» Description of the task: Arrange the data below as a two-column CSV with the columns "text" and "answer", one row per text-and-answer pair. Put each value in a single quoted field and replace any line breaks in it with spaces.

━━ Data ━━

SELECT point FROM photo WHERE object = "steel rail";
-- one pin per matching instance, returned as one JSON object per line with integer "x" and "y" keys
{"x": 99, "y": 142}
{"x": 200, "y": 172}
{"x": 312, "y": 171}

━━━

» Solution to this exercise:
text,answer
"SELECT point FROM photo WHERE object = ""steel rail""; -- one pin per matching instance, returned as one JSON object per line with integer ""x"" and ""y"" keys","{""x"": 99, ""y"": 142} {""x"": 200, ""y"": 172} {""x"": 312, ""y"": 171}"